Prompt » Apart from the images, reproduce every record word for word.

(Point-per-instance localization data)
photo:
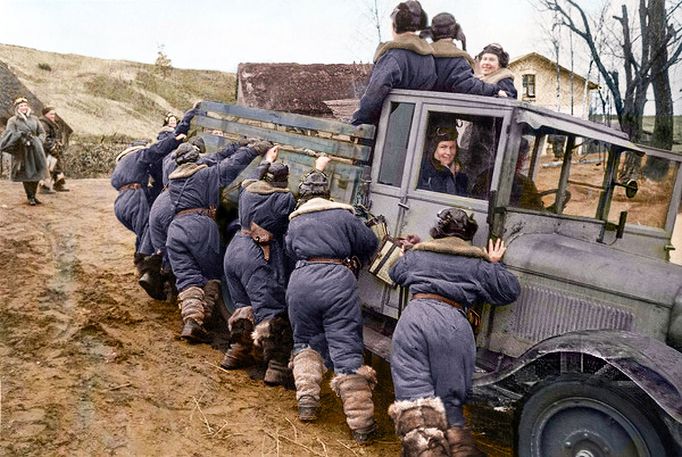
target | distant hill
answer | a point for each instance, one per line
(113, 97)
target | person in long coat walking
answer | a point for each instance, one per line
(23, 140)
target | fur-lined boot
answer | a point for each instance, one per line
(308, 369)
(241, 325)
(213, 299)
(355, 391)
(421, 426)
(276, 340)
(138, 259)
(168, 280)
(462, 443)
(150, 279)
(191, 303)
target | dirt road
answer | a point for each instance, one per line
(91, 366)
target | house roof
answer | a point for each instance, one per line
(10, 89)
(300, 88)
(592, 85)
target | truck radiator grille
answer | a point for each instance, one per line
(542, 313)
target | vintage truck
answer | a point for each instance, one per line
(587, 362)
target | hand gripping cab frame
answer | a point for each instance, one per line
(588, 360)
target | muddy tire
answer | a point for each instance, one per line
(575, 417)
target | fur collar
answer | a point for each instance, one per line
(127, 151)
(186, 170)
(408, 41)
(447, 48)
(365, 371)
(319, 204)
(48, 122)
(499, 75)
(453, 246)
(261, 187)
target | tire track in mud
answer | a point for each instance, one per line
(91, 366)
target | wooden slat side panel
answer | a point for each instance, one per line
(365, 131)
(329, 146)
(345, 179)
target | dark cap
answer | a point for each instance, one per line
(314, 184)
(444, 134)
(167, 117)
(186, 152)
(198, 142)
(443, 25)
(409, 17)
(278, 174)
(454, 222)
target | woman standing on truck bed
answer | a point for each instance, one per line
(433, 353)
(492, 64)
(403, 63)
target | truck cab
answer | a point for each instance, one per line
(587, 361)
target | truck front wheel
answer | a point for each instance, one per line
(571, 417)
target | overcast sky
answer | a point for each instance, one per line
(213, 34)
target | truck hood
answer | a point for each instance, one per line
(597, 266)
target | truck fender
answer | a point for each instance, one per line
(651, 364)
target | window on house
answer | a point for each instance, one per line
(529, 86)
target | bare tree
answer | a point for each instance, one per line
(646, 53)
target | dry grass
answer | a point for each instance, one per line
(113, 97)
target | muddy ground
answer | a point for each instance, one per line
(90, 366)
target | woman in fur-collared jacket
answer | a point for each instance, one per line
(433, 353)
(23, 140)
(492, 68)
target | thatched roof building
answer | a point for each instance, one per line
(301, 89)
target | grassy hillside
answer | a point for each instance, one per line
(113, 97)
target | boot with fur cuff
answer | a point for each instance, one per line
(421, 426)
(191, 302)
(355, 391)
(241, 325)
(308, 369)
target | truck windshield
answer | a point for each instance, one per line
(459, 154)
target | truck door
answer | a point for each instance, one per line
(410, 182)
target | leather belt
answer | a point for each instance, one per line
(423, 296)
(352, 263)
(132, 185)
(326, 260)
(208, 212)
(261, 237)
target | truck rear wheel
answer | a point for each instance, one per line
(570, 417)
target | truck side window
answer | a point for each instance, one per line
(459, 154)
(655, 178)
(395, 148)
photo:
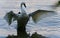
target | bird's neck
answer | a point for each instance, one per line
(22, 9)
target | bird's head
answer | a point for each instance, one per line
(23, 4)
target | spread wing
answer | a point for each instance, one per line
(57, 4)
(40, 14)
(10, 16)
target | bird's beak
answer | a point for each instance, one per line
(25, 5)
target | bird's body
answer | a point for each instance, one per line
(23, 18)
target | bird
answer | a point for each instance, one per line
(22, 17)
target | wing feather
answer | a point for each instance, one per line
(40, 14)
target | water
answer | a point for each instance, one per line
(49, 27)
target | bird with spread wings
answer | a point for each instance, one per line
(22, 17)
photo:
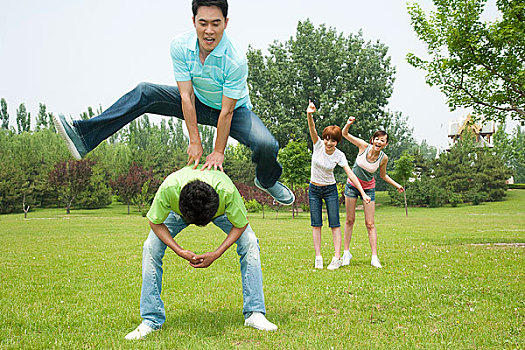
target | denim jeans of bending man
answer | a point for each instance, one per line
(246, 127)
(151, 305)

Response for this exercise »
photo:
target | distant hill
answer | a point for each instance, one per line
(113, 97)
target | person in long coat walking
answer | a point for each instance, one per line
(23, 140)
target | fur-lined boot
answer | a point for each instance, one per line
(308, 369)
(241, 325)
(213, 299)
(355, 391)
(421, 426)
(276, 340)
(138, 259)
(168, 280)
(462, 443)
(150, 279)
(191, 303)
target | dirt road
answer | a point for each instance, one per line
(91, 366)
target | house roof
answer | a point for each instance, one per line
(10, 89)
(300, 88)
(592, 85)
target | truck radiator grille
answer | a point for each instance, one per line
(542, 313)
target | vintage truck
answer | a point for each instance, one per line
(587, 362)
target | hand gripping cab frame
answer | a point for each instance, one per line
(588, 360)
target | muddy tire
answer | a point for each instance, one per line
(575, 417)
target | fur collar
answer | a point for each instance, one per line
(127, 151)
(186, 170)
(408, 41)
(447, 48)
(365, 371)
(319, 204)
(48, 122)
(499, 75)
(453, 246)
(261, 187)
target | tire track in mud
answer | a point for each instance, one per line
(91, 366)
target | wooden slat side panel
answer | a point for each instance, one per line
(365, 131)
(329, 146)
(345, 179)
target | dark cap
answer | a point for each instance, one per line
(314, 184)
(444, 134)
(167, 117)
(186, 152)
(198, 142)
(443, 25)
(409, 17)
(278, 174)
(454, 222)
target | woman standing on truck bed
answer | a point for each instance, one per line
(433, 353)
(492, 64)
(403, 63)
target | truck cab
answer | a point for each instance, one per line
(587, 361)
target | truck front wheel
answer | a point for each instance, one per line
(571, 417)
target | overcast sky
answer | a point for each instance, one per line
(213, 34)
target | truck hood
answer | a point for each instance, one per line
(597, 266)
target | truck fender
answer | a point for each instance, one per line
(651, 364)
target | window on house
answer | a point for each instance, one per line
(529, 86)
target | bare tree
answer | a point for each instance, one per line
(646, 53)
target | dry grass
answer | a point for each instance, one per line
(113, 97)
target | muddy ground
answer | a point for each instance, one per line
(90, 366)
target | woman in fur-collared jacket
answer | a point for each instance, one per line
(433, 353)
(23, 140)
(492, 68)
target | thatched roof building
answer | a point for each instance, one per line
(301, 89)
target | grassy hillside
answer | a point for each instance, one per line
(113, 97)
target | boot with fur cuff
answer | a point for each instance, one per line
(421, 426)
(191, 302)
(355, 391)
(241, 325)
(308, 369)
target | truck windshield
answer | a point for each instance, one per line
(459, 154)
target | truck door
answer | a point for each instance, one per line
(410, 182)
target | leather belt
answer | a point for each instance, one per line
(423, 296)
(352, 263)
(132, 185)
(326, 260)
(208, 212)
(261, 237)
target | truck rear wheel
answer | a point for each instance, one per line
(570, 417)
target | truck side window
answer | a point for each instance, one per line
(459, 154)
(655, 178)
(395, 148)
photo:
target | bird's neck
answer | a point for each instance, one per line
(22, 9)
target | bird's head
answer | a point for each instance, one per line
(23, 4)
target | spread wing
answer | a point for each instance, one per line
(57, 4)
(40, 14)
(10, 16)
target | bird's beak
answer | a point for each instance, one per line
(25, 5)
target | bird's body
answer | a point for each instance, one per line
(23, 18)
target | bird
answer | a point for each instance, one per line
(22, 17)
target | wing feather
answer | a point for each instance, one per line
(40, 14)
target | water
answer | a point for each instance, one per line
(49, 27)
target | bird with spread wings
answer | a point for each instance, one per line
(22, 17)
photo:
target | denim jeans of bending man
answer | a point for each instance, one per line
(246, 127)
(151, 305)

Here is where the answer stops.